> [Text passage]:
* Begin *
Referring to FIG. 1D, a cement shoe 19 is located at the lower end of casing lower end portion 15a. Cement shoe 19 provides an end cap for casing 15 and is made of drillable material with a cementing port 20 extending axially through it. A metal stinger 21 engages sealingly into the upper portion of cementing port 20. Stinger 21 is a tubular member having a conduit 23 for pumping down a cement slurry through cementing port 20 which flow back up the annulus space surrounding the casing 15, as indicated by the arrows. Stinger 21 has also some flow ports 25 which are isolated from conduit 23 and lead to the exterior of stinger 21.
A cement slurry tubing 27 extends continuously through casing 15, and has its lower end coupled to stinger 21 for connecting with conduit 23. Similarly, a fill-up tubing 29 extends continuously through casing 15 and has its lower end coupled to stinger 21 for delivering fluid to ports 25. Tubing strings 27, 29 are conventional metal coiled tubing strings of about one inch in diameter.
* End *
> [Given entries]:
* Begin *
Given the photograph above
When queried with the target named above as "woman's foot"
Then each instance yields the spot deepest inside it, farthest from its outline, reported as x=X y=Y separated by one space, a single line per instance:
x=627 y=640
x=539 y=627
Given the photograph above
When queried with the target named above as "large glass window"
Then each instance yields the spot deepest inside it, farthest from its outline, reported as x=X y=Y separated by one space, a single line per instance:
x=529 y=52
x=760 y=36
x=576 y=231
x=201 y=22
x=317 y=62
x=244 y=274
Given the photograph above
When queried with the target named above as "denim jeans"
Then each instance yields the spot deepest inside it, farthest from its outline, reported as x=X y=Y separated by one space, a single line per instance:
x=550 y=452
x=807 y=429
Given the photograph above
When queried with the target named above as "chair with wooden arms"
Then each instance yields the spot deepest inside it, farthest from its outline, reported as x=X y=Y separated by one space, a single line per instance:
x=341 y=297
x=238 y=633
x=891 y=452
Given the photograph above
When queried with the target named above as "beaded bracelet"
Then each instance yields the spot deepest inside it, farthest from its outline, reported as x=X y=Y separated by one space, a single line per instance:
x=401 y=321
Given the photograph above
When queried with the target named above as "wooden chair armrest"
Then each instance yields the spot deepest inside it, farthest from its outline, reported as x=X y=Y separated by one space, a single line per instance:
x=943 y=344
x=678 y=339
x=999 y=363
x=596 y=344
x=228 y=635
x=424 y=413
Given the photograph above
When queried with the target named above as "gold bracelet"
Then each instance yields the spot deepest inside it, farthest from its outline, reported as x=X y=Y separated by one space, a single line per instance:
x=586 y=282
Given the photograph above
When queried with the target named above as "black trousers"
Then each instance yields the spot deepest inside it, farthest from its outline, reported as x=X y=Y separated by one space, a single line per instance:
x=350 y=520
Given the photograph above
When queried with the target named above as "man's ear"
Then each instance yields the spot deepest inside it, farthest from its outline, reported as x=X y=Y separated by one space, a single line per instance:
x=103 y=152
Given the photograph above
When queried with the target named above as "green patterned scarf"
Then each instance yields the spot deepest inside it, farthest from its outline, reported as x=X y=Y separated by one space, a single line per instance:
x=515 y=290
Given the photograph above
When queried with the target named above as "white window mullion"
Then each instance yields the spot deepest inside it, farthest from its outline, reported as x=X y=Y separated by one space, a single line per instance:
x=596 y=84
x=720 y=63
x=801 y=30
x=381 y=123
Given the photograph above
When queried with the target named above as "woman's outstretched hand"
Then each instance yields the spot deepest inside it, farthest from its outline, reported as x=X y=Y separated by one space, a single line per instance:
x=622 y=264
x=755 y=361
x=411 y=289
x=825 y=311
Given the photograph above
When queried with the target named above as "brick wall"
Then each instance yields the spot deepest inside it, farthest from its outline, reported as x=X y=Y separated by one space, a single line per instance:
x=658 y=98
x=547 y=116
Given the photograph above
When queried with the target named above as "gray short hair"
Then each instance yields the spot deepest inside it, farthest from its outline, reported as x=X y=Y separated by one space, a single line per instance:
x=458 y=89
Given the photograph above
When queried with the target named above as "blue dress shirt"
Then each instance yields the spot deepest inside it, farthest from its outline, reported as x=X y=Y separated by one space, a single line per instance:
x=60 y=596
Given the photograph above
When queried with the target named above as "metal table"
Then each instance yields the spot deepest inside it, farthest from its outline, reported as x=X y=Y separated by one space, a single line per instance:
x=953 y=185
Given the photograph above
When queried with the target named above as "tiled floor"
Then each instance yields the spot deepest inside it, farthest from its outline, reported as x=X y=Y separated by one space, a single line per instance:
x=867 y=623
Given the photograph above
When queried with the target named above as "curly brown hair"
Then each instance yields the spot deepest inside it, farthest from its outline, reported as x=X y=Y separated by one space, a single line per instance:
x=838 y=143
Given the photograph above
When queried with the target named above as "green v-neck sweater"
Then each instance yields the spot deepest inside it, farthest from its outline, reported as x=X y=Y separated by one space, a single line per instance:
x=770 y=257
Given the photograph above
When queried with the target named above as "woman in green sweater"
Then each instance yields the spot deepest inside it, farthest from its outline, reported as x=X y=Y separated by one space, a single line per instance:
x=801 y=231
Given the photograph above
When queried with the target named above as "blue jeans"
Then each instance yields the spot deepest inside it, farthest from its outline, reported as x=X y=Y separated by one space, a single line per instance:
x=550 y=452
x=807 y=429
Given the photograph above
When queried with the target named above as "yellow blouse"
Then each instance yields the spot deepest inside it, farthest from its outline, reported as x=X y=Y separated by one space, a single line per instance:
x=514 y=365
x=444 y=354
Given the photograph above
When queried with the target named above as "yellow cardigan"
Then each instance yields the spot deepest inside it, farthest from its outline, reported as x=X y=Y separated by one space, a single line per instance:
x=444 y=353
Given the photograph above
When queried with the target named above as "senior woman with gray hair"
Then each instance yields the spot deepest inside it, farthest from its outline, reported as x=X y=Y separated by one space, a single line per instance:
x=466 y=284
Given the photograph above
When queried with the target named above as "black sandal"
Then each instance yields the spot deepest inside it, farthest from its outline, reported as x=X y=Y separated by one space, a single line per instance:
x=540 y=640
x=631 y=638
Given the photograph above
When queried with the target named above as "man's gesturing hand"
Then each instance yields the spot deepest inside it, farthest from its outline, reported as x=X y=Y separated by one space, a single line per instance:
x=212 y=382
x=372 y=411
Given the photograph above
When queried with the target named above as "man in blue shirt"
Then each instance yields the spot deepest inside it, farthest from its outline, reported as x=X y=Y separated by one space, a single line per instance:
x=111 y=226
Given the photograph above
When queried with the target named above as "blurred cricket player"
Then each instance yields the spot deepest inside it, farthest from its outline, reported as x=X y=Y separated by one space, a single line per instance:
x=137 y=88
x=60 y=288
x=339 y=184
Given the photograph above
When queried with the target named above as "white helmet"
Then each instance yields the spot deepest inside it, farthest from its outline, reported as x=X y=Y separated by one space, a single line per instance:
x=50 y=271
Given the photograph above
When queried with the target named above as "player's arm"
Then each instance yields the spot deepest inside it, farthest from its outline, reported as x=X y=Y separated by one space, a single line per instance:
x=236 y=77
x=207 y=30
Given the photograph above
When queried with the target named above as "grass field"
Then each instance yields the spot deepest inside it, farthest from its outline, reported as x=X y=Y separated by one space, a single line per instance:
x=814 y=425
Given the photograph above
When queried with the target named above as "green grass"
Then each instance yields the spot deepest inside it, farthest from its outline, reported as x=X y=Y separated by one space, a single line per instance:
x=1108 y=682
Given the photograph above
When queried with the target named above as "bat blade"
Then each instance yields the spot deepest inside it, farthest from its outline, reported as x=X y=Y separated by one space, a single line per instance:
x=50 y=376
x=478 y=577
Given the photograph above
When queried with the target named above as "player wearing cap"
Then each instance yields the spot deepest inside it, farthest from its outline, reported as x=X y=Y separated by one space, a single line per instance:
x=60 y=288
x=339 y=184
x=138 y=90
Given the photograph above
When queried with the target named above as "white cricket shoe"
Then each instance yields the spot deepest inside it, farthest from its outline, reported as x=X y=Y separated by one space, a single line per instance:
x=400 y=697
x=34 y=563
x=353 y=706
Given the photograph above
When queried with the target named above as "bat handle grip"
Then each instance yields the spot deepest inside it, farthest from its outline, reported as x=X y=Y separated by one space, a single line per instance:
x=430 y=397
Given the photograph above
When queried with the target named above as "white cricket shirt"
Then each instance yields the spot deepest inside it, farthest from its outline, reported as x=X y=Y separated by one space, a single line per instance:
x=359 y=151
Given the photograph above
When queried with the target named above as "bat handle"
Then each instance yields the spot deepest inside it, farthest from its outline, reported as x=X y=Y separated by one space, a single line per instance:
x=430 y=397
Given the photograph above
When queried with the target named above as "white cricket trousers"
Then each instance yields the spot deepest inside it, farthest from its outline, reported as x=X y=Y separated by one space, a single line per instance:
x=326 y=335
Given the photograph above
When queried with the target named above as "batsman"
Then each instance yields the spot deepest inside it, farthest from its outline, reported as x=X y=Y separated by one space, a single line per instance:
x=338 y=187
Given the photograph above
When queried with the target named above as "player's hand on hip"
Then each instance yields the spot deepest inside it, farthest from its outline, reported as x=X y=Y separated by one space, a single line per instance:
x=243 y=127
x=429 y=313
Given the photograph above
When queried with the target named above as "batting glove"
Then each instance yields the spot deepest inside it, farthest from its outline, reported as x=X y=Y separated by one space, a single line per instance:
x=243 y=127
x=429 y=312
* End *
> [Challenge 1]:
Using the cement shoe passage, decide whether each statement agrees with it: (a) The cement shoe is made of drillable material. (b) The flow ports of the stinger open into conduit 23. (c) The tubing strings are about two inches in diameter. Answer yes or no for each, quoting the words that decide it.
> [Challenge 2]:
Write the next part of the cement shoe passage, picking up after its final sentence.

> [Exercise result 1]:
(a) Yes: "is made of drillable material"
(b) No: "flow ports 25 which are isolated from conduit 23"
(c) No: "of about one inch in diameter"

> [Exercise result 2]:
An opening tool 31 is housed in casing lower end portion 15a, shown in FIG. 1C, above stinger 21. Opening tool 31 includes on its lower end a piston 33. Piston 33 is an elastomeric cup sliding seal which has straight axially extending grooves on its exterior for meshing with the corrugations 17 of casing lower end portion 15a. A pressure chamber 35 is located in the space surrounding stinger 21 above cement shoe 19 and below piston 33. In the running-in position, as shown in FIG. 1D, pressure chamber 35 is at its minimum volume. A cylindrical metal piston head 37 extends upward from piston 33. Piston head 37 is movable within a sleeve 48 which has a smaller outer diameter than the inner diameter of casing lower end portion 15a at valleys 17a.
Opening tool 31 has a tapered or conical forming head 39 that tapers from a smaller diameter upper end to a larger diameter at lower end. Head 39 has vertical flutes 41 which align with valleys 17a, as shown in FIG. 5. A plurality of balls 43 roll down flutes 41 of head 39. Balls 43 are movable through two axial passages 45, a plurality of lower lateral passages 47, and a plurality of upper lateral passages 49. Piston head 37 initially is in a lower position within sleeve 48 of head 39, providing a chamber for a number of balls 43 as shown in FIG. 1C. When piston head 37 is pushed upward, until it will enter in contact with a flange 50 of head 39 as shown in FIG. 8A, it will push the balls 43 upward through axial passages 45. Balls 43 move outward on upper ball passages 49, down flutes 41, and back inward in lower ball passages 47 to axial passages 45 in a continuous cycle as head 39 moves upward in casing 15.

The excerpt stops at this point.